* [The task] Can you copy the lines below exactly, from the line containing "the concrete support" through the last line, with both ends included and any pictures left out?

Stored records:
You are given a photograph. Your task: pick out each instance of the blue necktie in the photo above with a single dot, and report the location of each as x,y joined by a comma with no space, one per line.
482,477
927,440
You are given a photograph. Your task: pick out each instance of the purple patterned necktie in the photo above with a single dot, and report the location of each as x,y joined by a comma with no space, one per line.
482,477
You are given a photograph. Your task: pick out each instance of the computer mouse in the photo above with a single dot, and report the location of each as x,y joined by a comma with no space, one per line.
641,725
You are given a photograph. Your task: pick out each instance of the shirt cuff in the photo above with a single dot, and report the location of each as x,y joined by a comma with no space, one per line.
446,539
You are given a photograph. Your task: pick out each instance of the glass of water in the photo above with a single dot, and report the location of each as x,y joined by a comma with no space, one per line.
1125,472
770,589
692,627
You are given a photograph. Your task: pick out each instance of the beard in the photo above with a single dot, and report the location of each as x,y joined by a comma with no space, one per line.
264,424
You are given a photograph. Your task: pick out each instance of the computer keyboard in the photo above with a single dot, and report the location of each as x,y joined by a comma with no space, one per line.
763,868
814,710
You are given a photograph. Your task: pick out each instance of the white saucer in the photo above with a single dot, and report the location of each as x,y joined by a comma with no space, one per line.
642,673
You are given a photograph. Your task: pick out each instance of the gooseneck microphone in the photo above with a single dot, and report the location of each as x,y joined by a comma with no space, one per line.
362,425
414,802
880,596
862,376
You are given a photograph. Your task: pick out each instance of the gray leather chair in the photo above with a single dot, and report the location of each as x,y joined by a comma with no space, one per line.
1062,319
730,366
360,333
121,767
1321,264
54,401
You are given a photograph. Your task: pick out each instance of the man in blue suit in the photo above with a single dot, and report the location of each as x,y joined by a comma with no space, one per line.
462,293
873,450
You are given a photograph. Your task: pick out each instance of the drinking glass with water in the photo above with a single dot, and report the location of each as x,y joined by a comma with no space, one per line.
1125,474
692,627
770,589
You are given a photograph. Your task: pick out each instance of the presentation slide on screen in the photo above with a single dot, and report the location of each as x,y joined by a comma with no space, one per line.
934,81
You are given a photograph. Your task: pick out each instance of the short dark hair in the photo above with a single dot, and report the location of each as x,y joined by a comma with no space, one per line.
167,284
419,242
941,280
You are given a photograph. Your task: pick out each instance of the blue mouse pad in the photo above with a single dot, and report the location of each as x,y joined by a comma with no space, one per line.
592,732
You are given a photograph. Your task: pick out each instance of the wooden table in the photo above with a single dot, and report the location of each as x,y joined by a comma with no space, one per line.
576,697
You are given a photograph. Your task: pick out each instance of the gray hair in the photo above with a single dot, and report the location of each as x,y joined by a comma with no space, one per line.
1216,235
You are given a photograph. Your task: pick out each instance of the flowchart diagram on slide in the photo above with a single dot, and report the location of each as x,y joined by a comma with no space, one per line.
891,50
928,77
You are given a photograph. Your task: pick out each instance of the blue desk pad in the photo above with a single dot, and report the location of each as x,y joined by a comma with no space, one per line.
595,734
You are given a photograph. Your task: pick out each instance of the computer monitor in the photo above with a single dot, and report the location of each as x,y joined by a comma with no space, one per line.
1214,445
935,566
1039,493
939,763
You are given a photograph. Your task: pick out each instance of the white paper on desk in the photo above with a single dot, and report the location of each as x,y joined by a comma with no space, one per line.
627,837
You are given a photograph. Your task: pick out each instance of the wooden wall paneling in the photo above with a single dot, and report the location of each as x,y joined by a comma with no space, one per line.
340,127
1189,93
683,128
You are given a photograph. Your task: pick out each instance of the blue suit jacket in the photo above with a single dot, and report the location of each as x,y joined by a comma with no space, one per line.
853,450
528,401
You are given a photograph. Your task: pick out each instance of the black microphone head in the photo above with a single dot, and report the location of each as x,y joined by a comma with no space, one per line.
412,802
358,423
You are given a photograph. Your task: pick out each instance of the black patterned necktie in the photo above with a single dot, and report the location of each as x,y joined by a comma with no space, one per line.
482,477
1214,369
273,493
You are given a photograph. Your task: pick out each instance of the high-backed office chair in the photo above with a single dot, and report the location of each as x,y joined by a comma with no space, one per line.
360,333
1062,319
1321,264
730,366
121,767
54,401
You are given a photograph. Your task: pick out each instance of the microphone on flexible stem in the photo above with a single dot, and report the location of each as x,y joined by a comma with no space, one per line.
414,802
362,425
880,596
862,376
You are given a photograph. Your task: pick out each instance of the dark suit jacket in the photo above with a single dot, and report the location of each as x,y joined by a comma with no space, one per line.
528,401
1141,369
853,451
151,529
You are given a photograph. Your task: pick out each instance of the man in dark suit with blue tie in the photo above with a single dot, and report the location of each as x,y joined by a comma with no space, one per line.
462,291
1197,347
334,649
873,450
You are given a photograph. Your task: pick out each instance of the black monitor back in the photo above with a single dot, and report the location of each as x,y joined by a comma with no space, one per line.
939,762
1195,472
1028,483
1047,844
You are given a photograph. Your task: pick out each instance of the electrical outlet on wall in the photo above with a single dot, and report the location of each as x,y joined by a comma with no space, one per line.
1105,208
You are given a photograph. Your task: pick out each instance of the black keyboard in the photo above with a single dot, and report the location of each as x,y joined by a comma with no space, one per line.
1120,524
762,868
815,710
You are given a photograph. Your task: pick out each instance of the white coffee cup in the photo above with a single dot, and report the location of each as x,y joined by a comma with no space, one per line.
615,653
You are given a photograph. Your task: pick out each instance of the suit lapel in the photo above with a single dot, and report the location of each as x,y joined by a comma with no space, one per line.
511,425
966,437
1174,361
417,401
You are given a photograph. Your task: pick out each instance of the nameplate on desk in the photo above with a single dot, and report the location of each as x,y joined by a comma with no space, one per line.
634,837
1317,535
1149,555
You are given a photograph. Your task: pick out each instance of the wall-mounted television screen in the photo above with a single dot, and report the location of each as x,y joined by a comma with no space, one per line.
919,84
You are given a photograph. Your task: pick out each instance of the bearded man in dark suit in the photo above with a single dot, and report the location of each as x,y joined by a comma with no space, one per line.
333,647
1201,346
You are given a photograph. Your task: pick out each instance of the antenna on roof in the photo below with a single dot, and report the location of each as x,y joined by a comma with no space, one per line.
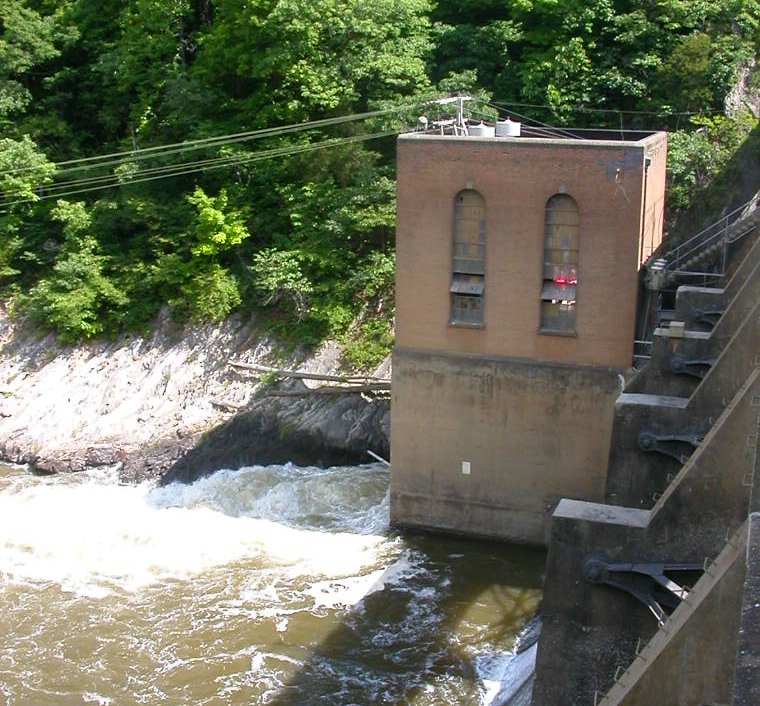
459,124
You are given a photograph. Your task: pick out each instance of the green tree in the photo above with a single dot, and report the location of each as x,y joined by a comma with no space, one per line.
77,299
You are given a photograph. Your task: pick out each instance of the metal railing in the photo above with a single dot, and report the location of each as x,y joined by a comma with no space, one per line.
714,234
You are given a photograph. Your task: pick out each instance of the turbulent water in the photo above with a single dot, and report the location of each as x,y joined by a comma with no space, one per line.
270,585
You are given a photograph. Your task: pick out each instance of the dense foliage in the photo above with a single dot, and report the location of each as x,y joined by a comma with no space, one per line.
218,154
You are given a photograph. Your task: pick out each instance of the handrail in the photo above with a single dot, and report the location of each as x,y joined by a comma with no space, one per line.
704,238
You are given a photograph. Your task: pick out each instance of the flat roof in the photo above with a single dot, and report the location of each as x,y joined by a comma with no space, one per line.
548,135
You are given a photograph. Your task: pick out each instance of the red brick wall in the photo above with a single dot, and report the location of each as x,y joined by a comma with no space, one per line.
516,177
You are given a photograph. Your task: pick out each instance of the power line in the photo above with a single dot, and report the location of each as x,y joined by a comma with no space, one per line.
191,168
615,111
210,142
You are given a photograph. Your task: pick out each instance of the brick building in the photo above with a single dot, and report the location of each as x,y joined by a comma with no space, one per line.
517,283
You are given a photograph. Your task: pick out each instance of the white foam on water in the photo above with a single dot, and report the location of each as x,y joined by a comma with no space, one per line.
91,535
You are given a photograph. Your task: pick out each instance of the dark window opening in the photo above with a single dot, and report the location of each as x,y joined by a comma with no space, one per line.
468,259
560,268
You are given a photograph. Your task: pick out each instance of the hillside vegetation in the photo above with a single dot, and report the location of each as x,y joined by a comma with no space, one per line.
215,155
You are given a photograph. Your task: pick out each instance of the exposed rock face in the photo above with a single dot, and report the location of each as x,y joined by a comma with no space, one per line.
146,401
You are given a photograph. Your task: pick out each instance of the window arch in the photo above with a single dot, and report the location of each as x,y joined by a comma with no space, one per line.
468,258
560,268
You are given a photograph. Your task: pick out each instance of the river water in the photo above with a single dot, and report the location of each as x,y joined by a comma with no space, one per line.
270,585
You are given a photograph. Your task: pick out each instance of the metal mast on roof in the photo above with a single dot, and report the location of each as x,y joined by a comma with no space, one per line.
458,124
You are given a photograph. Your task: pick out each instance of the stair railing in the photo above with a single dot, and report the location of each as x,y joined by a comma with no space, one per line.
714,234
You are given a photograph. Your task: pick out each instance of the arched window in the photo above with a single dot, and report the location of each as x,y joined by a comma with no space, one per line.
468,258
560,271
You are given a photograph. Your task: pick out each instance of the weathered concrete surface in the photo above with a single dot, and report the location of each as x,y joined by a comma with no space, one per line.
636,477
488,446
679,665
707,501
145,402
747,674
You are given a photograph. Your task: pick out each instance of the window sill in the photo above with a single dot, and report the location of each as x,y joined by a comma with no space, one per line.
557,332
465,324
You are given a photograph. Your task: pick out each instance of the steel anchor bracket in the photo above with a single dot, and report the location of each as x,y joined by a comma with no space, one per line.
708,317
696,367
668,444
648,582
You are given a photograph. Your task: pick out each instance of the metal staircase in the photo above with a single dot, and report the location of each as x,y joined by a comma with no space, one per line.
704,255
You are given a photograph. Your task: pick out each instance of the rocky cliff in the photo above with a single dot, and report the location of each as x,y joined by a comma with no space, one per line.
170,403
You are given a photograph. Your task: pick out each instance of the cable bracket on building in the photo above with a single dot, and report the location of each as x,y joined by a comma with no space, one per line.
648,582
673,445
696,367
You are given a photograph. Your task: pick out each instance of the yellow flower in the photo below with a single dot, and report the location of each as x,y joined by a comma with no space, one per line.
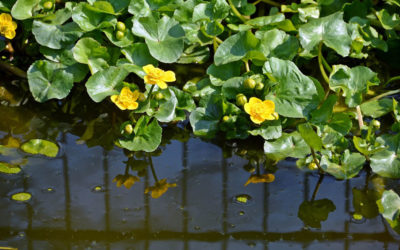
7,26
158,76
260,111
126,99
260,179
159,188
126,180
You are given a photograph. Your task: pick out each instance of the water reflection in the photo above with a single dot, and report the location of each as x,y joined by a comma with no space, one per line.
296,210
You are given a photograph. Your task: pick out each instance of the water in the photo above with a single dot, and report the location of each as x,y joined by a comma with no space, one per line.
76,205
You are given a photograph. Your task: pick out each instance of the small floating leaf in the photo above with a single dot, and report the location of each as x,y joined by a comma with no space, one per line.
8,168
39,146
21,196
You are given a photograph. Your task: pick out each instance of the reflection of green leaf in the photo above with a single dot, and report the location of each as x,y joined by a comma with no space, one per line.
48,80
147,136
312,213
354,82
364,202
349,165
288,145
8,168
386,163
389,207
163,37
331,30
39,146
296,95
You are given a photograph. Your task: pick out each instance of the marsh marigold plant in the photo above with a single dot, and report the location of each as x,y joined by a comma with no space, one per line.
158,76
260,111
126,99
7,26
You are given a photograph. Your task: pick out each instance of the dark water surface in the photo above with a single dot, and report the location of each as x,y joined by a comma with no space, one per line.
76,205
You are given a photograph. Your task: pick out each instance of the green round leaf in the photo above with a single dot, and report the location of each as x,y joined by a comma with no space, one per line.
39,146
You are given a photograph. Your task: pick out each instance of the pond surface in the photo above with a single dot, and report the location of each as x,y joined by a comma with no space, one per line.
76,203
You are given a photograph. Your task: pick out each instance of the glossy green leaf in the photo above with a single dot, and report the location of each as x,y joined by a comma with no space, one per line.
146,136
310,137
388,21
354,82
389,206
98,16
163,37
312,213
296,95
288,145
24,9
106,82
39,146
349,165
139,54
331,30
89,51
48,80
269,130
8,168
56,36
386,163
377,108
243,45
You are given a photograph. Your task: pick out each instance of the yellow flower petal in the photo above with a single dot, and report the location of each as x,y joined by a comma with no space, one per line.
169,76
148,68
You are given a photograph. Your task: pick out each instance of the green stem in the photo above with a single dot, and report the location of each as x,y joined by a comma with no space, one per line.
392,92
359,117
246,62
270,2
236,12
392,80
321,67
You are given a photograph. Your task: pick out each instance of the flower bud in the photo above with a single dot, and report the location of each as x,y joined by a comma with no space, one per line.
48,5
241,99
119,35
121,26
249,83
128,129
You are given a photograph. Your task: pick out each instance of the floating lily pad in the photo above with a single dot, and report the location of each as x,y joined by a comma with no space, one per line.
39,146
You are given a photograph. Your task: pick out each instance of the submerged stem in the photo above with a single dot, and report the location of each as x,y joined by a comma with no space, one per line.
236,12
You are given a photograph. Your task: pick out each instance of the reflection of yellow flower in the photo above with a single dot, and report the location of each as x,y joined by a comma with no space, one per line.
126,99
158,76
159,188
7,26
127,180
260,179
260,111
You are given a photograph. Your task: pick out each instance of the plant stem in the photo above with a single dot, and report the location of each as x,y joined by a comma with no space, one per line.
321,67
270,2
236,12
246,62
359,117
392,80
316,160
392,92
13,69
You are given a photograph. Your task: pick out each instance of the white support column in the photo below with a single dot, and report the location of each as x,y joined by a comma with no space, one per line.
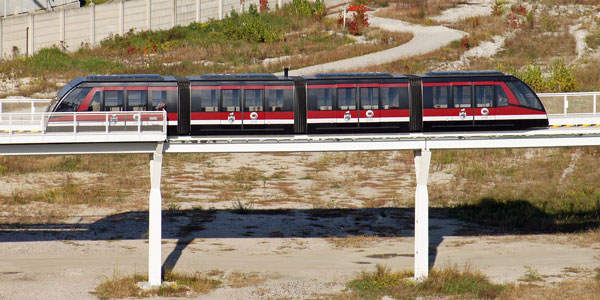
174,13
198,16
155,218
149,15
220,3
2,45
31,33
122,17
422,161
62,28
93,24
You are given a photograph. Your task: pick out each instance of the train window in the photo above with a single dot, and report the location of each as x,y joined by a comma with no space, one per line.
205,100
137,100
320,99
280,100
96,102
436,96
72,101
462,96
524,94
484,95
113,100
394,97
253,100
501,98
231,100
158,100
346,98
369,98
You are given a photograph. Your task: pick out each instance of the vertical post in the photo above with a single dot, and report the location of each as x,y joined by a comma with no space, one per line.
31,33
122,17
174,13
93,24
155,218
220,3
62,27
198,11
422,160
1,38
149,15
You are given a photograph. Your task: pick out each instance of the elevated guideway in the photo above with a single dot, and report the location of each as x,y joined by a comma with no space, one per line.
145,132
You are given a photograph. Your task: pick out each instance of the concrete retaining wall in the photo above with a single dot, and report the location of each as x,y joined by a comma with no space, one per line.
69,28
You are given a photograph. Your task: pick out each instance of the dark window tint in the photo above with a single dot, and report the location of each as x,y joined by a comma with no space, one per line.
253,100
96,103
369,98
158,100
172,96
394,97
501,98
280,100
524,94
205,100
231,100
320,99
72,101
113,100
462,96
346,98
137,100
484,95
436,96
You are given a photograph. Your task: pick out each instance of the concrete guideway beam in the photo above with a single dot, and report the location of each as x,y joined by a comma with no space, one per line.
155,220
422,162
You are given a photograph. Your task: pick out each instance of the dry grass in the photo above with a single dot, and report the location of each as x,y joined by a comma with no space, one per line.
238,279
180,285
416,11
358,241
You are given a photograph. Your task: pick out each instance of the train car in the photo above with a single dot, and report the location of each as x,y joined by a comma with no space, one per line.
336,102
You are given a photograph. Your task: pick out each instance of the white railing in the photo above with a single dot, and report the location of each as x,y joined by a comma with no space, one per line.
101,124
22,105
581,103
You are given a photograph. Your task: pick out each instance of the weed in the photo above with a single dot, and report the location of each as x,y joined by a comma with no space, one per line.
530,275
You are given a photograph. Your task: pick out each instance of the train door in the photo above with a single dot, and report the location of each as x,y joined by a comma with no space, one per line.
205,114
370,110
346,114
463,112
484,110
253,113
231,108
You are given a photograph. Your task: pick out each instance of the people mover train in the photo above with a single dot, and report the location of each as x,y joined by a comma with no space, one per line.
335,102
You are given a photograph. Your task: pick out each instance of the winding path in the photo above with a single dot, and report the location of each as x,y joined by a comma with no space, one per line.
425,39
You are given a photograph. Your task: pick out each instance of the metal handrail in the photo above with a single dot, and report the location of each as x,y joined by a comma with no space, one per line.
566,100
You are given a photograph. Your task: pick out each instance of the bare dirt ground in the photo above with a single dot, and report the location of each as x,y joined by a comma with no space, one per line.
301,252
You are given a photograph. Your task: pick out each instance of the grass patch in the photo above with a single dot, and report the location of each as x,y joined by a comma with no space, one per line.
181,285
399,285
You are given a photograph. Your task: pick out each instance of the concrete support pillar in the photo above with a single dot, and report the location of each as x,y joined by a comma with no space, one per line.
149,15
62,28
155,219
198,16
31,33
220,3
93,25
174,13
122,17
422,162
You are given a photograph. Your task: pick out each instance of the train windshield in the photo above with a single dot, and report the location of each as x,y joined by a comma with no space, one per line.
525,95
71,102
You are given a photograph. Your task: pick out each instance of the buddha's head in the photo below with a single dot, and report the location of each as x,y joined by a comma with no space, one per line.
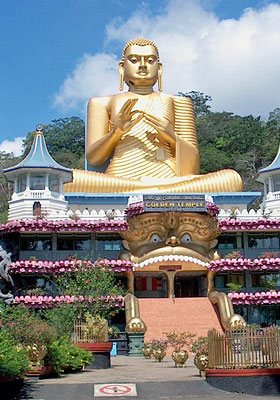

* [Correct result]
You are given a photograph. Your task: pick out each instance of the concrete support pillar in the photo above with a single dot, and report the location of each as x,y joined by a comma with no space, one per line.
149,15
62,28
155,219
198,16
31,33
220,3
93,25
174,13
122,17
422,162
You are given a photograph. Your task: pick out each instance of the train windshield in the photo above with a single dot, and report the location of each as x,y joined by a comma with no space, one per line.
525,95
71,102
You are given a photograph. Your task: pick out each instance of the buddha's head in the photo below with a single dot, and report the location of each as x,y joined by a comma with no space, one per line.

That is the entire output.